**Job a:**
Please return the rows below unchanged, covering the stretch from the first line of the rows through the line that contains "[(41, 37), (14, 74), (41, 89), (79, 69), (73, 48)]".

Bush announces new trade pact with Mexico
By HELEN THOMAS, UPI White House Reporter

WASHINGTON, Aug. 12, 1992 (UPI) -- President Bush, stressing its potential for creating American jobs, Wednesday announced completion of a historic and politically sensitive North American Free Trade Agreement, which will wipe out customs barriers and open markets among the United States, Mexico and Canada.

''It's a good day for America and a good day for North America,'' Bush said in a statement in the Rose Garden with U.S. Trade Representative Carla Hills, who negotiated the agreement, by his side.

The pact was hammered out after 14 months of negotiations but details still must be worked out by lawyers over the coming weeks.

''Today marks the beginning of a new era on the North American continent with the completion of negotiations'' for the treaty, Bush told the White House gathering.

The president said the pact will further open markets, create jobs and increase economic growth.

''This agreement will level the North American playing field, allowing American companies to increase sales from Alaska to the Yucatan,'' he added.

''I have said many times: Level the playing field and the American worker can out-think, out-produce, and out-work anyone, anytime,'' he said.

''Open markets in Mexico and Canada mean more American jobs,'' he said.

**Job b:**
Retype the stretch of the trade pact article from "The pact was" through "increase economic growth." word for word.

**Available records:**
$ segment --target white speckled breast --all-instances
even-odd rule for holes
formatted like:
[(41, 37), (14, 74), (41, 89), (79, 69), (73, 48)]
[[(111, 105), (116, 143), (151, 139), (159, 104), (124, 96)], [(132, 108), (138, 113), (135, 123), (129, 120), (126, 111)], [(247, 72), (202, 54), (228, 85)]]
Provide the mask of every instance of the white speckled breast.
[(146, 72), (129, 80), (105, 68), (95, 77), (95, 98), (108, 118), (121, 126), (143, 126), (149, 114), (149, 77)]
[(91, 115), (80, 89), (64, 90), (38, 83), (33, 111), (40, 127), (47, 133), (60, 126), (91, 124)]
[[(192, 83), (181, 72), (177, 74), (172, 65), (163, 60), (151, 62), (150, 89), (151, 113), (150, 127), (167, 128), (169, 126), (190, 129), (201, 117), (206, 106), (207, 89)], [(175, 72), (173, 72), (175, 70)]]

**Task answer a:**
$ segment --target white speckled breast --all-instances
even-odd rule for holes
formatted like:
[(41, 37), (14, 74), (41, 89), (79, 69), (73, 48)]

**Task answer b:**
The pact was hammered out after 14 months of negotiations but details still must be worked out by lawyers over the coming weeks.

''Today marks the beginning of a new era on the North American continent with the completion of negotiations'' for the treaty, Bush told the White House gathering.

The president said the pact will further open markets, create jobs and increase economic growth.